DATA IN THIS EXERCISE Block Start

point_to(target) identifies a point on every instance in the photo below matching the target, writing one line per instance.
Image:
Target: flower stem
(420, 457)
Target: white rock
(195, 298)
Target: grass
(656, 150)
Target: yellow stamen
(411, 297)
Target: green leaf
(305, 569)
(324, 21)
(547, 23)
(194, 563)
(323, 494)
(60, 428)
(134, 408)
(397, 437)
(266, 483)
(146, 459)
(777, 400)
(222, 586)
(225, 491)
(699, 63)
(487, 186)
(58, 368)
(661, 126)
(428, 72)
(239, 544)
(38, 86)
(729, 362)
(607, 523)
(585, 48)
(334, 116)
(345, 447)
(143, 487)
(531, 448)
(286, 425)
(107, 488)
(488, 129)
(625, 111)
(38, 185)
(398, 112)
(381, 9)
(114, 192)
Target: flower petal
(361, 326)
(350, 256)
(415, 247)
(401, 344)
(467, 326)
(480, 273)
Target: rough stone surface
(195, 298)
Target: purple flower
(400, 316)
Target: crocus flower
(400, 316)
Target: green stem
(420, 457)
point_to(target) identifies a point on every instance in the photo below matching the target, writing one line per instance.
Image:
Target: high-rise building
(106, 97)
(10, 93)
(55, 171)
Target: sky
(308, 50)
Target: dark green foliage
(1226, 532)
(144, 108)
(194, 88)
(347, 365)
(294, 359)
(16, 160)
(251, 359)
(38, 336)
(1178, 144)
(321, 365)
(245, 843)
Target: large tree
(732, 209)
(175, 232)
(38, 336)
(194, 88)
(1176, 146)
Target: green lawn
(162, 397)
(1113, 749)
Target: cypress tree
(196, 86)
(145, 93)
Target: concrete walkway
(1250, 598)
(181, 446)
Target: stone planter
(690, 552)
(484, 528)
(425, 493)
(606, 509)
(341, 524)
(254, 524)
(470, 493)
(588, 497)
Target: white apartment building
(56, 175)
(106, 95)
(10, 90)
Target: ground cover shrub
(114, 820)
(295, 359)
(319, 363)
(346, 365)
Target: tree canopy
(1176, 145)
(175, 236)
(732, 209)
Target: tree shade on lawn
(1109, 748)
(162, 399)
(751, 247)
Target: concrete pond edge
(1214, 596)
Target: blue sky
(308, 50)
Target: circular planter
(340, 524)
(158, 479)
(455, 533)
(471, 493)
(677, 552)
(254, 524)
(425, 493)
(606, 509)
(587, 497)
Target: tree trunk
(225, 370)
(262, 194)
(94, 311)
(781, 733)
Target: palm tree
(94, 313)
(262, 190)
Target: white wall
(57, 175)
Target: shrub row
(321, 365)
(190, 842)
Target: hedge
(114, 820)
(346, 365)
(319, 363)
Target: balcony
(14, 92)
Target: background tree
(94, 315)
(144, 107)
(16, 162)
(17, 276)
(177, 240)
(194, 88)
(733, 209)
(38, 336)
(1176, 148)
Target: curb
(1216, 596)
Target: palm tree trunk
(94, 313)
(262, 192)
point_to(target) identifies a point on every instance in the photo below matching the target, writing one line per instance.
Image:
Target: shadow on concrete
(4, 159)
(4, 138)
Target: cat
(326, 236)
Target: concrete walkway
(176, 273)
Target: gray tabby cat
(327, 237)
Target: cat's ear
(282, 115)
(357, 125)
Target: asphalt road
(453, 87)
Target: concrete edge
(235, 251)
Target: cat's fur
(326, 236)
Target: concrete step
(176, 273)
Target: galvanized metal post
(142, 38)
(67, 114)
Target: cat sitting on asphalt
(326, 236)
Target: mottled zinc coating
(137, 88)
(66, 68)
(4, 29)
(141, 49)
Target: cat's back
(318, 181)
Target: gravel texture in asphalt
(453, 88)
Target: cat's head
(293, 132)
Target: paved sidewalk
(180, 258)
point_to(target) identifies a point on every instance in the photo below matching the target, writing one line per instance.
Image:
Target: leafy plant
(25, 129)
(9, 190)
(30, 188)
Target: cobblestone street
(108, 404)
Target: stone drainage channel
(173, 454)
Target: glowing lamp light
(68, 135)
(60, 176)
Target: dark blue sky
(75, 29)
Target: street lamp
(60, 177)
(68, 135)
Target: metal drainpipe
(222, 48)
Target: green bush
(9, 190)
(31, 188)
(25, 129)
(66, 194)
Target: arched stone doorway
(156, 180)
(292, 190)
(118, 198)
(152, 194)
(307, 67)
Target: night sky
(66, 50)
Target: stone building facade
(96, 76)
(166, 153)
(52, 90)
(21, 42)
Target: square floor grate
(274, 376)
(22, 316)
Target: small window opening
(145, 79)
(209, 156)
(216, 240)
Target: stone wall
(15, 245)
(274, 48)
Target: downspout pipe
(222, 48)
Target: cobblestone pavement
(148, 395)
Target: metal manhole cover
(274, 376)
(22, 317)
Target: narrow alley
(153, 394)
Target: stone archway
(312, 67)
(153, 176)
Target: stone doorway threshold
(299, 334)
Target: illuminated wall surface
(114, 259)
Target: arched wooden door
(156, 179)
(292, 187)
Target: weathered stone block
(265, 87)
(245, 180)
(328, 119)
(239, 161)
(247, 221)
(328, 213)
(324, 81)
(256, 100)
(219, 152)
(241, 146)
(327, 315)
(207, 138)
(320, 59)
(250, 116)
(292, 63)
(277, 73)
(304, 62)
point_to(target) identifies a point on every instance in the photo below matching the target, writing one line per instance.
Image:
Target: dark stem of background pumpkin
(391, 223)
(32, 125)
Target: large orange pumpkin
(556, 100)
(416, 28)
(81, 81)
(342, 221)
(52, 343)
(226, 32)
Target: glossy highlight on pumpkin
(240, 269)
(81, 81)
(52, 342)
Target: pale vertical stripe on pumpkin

DATA IN THIS EXERCISE Block End

## WHAT TO DO
An exact transcription of all the material above is the expected answer.

## TASK SOLUTION
point_to(target) identifies a point on every instance in the photo below matching the target, writing one line per instance.
Image:
Target: flower stem
(420, 457)
Target: white rock
(195, 298)
Target: grass
(656, 150)
Target: yellow stamen
(411, 297)
Target: green leaf
(305, 569)
(324, 21)
(547, 23)
(194, 563)
(323, 494)
(60, 428)
(134, 408)
(397, 437)
(266, 483)
(146, 459)
(777, 400)
(222, 586)
(225, 491)
(699, 63)
(487, 186)
(58, 368)
(661, 126)
(428, 72)
(239, 544)
(38, 86)
(729, 362)
(607, 523)
(585, 48)
(334, 116)
(345, 447)
(143, 487)
(531, 448)
(286, 425)
(107, 488)
(488, 129)
(625, 111)
(38, 185)
(398, 112)
(381, 9)
(114, 192)
Target: flower petal
(361, 326)
(350, 256)
(415, 247)
(401, 344)
(467, 326)
(480, 273)
Target: rough stone surface
(195, 298)
Target: purple flower
(400, 316)
Target: crocus flower
(400, 316)
Target: green stem
(420, 457)
point_to(target) identifies a point on every instance in the photo below matching the target, writing one line per instance.
Image:
Target: high-rise building
(106, 97)
(10, 93)
(55, 171)
Target: sky
(308, 50)
Target: dark green foliage
(1226, 532)
(144, 108)
(194, 88)
(347, 365)
(294, 359)
(16, 160)
(251, 359)
(38, 336)
(1178, 144)
(321, 365)
(245, 843)
Target: large tree
(732, 209)
(175, 232)
(38, 336)
(194, 88)
(1176, 146)
Target: green lawn
(162, 397)
(1113, 749)
Target: cypress tree
(196, 86)
(145, 93)
Target: concrete walkway
(1250, 598)
(181, 446)
Target: stone planter
(690, 552)
(484, 528)
(425, 493)
(606, 509)
(341, 524)
(254, 524)
(470, 493)
(588, 497)
Target: white apartment building
(56, 175)
(106, 95)
(10, 90)
Target: ground cover shrub
(114, 820)
(295, 359)
(319, 363)
(346, 365)
Target: tree canopy
(1176, 145)
(175, 236)
(732, 209)
Target: tree shade on lawn
(1109, 748)
(162, 399)
(751, 247)
Target: concrete pond edge
(1214, 596)
Target: blue sky
(308, 50)
Target: circular planter
(340, 524)
(158, 479)
(455, 533)
(471, 493)
(677, 552)
(254, 524)
(425, 493)
(606, 509)
(587, 497)
Target: tree trunk
(225, 370)
(262, 194)
(94, 311)
(781, 733)
Target: palm tree
(94, 313)
(262, 190)
Target: white wall
(57, 175)
Target: shrub row
(321, 365)
(190, 842)
Target: hedge
(114, 820)
(346, 365)
(319, 363)
Target: balcony
(14, 92)
Target: background tree
(94, 315)
(144, 107)
(16, 162)
(17, 276)
(177, 240)
(194, 88)
(733, 209)
(38, 336)
(1176, 148)
Target: curb
(1216, 596)
Target: palm tree trunk
(94, 313)
(262, 192)
point_to(target) identifies a point on every instance in the photo below matching the target, writing one line per instance.
Image:
Target: shadow on concrete
(4, 159)
(4, 138)
Target: cat
(326, 236)
Target: concrete walkway
(176, 273)
Target: gray tabby cat
(327, 237)
Target: cat's ear
(282, 115)
(357, 125)
Target: asphalt road
(453, 87)
Target: concrete edge
(235, 251)
Target: cat's fur
(326, 236)
Target: concrete step
(176, 273)
Target: galvanized metal post
(142, 38)
(67, 114)
Target: cat sitting on asphalt
(326, 236)
Target: mottled zinc coating
(137, 88)
(66, 68)
(4, 29)
(141, 49)
Target: cat's back
(318, 181)
Target: gravel texture in asphalt
(453, 88)
Target: cat's head
(293, 132)
Target: paved sidewalk
(180, 258)
point_to(target) identifies a point on every instance in the photo below matching the target, writing one line per instance.
Image:
Target: leafy plant
(25, 129)
(9, 190)
(30, 188)
Target: cobblestone street
(108, 404)
Target: stone drainage channel
(173, 454)
Target: glowing lamp light
(68, 135)
(60, 176)
Target: dark blue sky
(75, 29)
Target: street lamp
(60, 177)
(68, 135)
Target: metal drainpipe
(222, 48)
Target: green bush
(9, 190)
(31, 188)
(25, 129)
(66, 194)
Target: arched stone doorway
(156, 180)
(292, 190)
(118, 198)
(152, 194)
(307, 67)
Target: night sky
(66, 50)
Target: stone building facade
(96, 76)
(166, 153)
(52, 90)
(21, 42)
Target: square floor grate
(274, 376)
(22, 316)
Target: small window opening
(145, 79)
(209, 156)
(216, 240)
Target: stone wall
(15, 245)
(274, 48)
Target: downspout pipe
(222, 48)
Target: cobblestone pavement
(148, 395)
Target: metal manhole cover
(274, 376)
(22, 317)
Target: narrow alley
(153, 394)
Target: stone archway
(312, 67)
(153, 176)
Target: stone doorway threshold
(299, 334)
Target: illuminated wall surface
(114, 259)
Target: arched wooden door
(156, 179)
(292, 187)
Target: weathered stone block
(265, 87)
(245, 180)
(328, 119)
(239, 161)
(247, 221)
(328, 213)
(324, 81)
(256, 100)
(219, 152)
(241, 146)
(327, 315)
(207, 138)
(320, 59)
(250, 116)
(292, 63)
(277, 73)
(304, 62)
point_to(target) identifies a point on every instance in the photo below matching the target, writing one line per instance.
Image:
Target: dark stem of background pumpkin
(391, 223)
(32, 125)
Target: large orange pumpkin
(556, 100)
(416, 28)
(81, 81)
(342, 221)
(52, 343)
(226, 32)
Target: glossy highlight on pumpkin
(240, 269)
(81, 81)
(52, 342)
Target: pale vertical stripe on pumpkin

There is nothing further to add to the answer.